TEXT PROVIDED »
In the recent work of Malik et al. [52], published in 2023, a single keyword SE scheme that uses PHE is presented, which uses the Paillier cryptosystem [37] to protect airport data that is outsourced to cloud servers. This scheme uses HE to perform search operations and provides a high level of security by hiding search patterns using trapdoors. Two approaches were proposed, one which exploits the deterministic properties of the Paillier cryptosystem, referred to as the “efficient SKSE”, and the other which takes advantage of its probabilistic properties, named the “secure SKSE”. The former is suitable for scenarios that prioritize a lightweight approach over security. In contrast, the latter is more appropriate for scenarios in which the security has priority over performance. Both approaches use a sequential scan search structure and are designed for a single-user scenario where the airport acts as both the DO and DU of the encrypted data.

In this scheme, original data files are encrypted twice. The first encryption is done using the advanced encryption standard (AES) [74], after which the encrypted files are uploaded to the CS. The second encryption uses the Paillier cryptosystem to encrypt the original files, and the resulting encrypted data is also uploaded to the CS. These are the encrypted files that will be used to perform the sequential scan. As an output of this scan, the system retrieves an encrypted result which, after being decrypted by the DU using Paillier’s scheme, allows recovering the identifiers of the files containing the searched keyword. AES is then employed to decrypt these files and recover the original data.

RECORD EXCERPTS »
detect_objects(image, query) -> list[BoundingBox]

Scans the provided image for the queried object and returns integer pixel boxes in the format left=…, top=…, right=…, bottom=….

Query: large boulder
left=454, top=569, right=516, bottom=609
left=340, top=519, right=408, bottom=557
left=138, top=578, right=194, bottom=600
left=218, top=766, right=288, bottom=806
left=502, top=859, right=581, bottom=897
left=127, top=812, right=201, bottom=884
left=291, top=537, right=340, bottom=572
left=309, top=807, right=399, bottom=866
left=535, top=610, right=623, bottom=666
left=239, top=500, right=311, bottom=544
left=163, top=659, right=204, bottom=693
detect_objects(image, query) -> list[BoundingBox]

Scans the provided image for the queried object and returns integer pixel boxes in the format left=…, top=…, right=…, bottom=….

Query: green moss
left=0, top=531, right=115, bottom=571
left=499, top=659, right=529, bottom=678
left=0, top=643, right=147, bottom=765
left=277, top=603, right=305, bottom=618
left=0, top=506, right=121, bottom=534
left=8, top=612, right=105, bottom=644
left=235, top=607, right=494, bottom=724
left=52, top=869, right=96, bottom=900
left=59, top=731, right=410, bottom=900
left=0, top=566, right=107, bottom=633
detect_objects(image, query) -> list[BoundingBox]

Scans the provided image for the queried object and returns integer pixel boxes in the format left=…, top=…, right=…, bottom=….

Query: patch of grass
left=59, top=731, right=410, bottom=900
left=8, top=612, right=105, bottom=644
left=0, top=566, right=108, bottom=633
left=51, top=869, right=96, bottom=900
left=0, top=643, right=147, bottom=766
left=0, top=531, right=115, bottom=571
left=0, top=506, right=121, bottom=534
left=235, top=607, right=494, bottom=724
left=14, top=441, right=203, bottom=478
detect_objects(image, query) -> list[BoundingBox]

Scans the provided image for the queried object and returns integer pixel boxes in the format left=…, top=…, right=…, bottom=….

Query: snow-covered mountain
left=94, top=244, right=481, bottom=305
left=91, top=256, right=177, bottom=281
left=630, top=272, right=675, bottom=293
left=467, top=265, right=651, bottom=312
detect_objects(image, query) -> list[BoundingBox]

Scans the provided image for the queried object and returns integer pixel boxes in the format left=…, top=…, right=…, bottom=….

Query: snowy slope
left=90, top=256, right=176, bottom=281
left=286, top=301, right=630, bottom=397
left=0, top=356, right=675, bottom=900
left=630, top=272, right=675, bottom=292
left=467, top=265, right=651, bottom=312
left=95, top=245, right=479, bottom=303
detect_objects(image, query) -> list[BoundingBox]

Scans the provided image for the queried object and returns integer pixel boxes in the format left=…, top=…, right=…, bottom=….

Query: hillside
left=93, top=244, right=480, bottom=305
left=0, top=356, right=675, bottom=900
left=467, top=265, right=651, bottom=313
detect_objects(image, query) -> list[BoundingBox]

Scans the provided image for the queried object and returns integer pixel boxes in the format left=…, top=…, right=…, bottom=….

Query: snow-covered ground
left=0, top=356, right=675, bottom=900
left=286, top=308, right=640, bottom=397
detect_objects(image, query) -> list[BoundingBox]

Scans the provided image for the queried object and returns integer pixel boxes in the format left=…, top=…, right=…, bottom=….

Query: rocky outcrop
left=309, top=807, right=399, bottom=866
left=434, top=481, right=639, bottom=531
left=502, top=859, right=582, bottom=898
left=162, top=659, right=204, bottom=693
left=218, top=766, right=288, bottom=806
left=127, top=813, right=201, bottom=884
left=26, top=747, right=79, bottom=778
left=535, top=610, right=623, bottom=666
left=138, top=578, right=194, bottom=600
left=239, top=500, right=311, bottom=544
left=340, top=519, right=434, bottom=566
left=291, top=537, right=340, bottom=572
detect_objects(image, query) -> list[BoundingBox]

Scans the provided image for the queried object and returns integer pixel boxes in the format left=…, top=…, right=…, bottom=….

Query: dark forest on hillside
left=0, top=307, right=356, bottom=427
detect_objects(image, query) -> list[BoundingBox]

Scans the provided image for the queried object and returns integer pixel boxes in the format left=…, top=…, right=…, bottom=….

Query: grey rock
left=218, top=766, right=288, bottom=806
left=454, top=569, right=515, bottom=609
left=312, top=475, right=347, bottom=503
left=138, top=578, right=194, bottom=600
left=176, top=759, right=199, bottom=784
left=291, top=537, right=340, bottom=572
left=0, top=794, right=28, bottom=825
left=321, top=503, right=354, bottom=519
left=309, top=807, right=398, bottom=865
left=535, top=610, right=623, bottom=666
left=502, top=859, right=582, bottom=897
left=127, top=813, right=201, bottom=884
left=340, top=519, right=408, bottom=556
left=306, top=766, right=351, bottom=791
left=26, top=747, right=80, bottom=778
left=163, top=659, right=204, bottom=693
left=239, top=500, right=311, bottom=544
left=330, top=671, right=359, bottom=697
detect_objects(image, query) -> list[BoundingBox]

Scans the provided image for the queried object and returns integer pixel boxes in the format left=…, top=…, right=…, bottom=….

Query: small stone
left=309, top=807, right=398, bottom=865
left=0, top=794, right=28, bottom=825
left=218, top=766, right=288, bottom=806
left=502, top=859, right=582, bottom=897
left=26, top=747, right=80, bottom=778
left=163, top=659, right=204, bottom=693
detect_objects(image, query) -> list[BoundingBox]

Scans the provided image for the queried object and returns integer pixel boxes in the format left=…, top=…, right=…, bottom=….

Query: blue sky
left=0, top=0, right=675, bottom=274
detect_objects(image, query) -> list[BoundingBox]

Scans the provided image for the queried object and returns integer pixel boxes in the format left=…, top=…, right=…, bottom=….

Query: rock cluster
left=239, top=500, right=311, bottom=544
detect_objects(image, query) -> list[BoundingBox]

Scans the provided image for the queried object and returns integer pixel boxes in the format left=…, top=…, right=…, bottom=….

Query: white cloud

WHAT IS ASKED »
(1) Could you transcribe the passage on the encrypted airport data scheme, starting at "In this scheme, original" and ending at "the original data."?
(2) Can you repeat the records word for word, starting at their first line and ending at the line that contains "left=127, top=812, right=201, bottom=884", with both of those lines included?

EXERCISE RESPONSES »
(1)
In this scheme, original data files are encrypted twice. The first encryption is done using the advanced encryption standard (AES) [74], after which the encrypted files are uploaded to the CS. The second encryption uses the Paillier cryptosystem to encrypt the original files, and the resulting encrypted data is also uploaded to the CS. These are the encrypted files that will be used to perform the sequential scan. As an output of this scan, the system retrieves an encrypted result which, after being decrypted by the DU using Paillier’s scheme, allows recovering the identifiers of the files containing the searched keyword. AES is then employed to decrypt these files and recover the original data.

(2)
detect_objects(image, query) -> list[BoundingBox]

Scans the provided image for the queried object and returns integer pixel boxes in the format left=…, top=…, right=…, bottom=….

Query: large boulder
left=454, top=569, right=516, bottom=609
left=340, top=519, right=408, bottom=557
left=138, top=578, right=194, bottom=600
left=218, top=766, right=288, bottom=806
left=502, top=859, right=581, bottom=897
left=127, top=812, right=201, bottom=884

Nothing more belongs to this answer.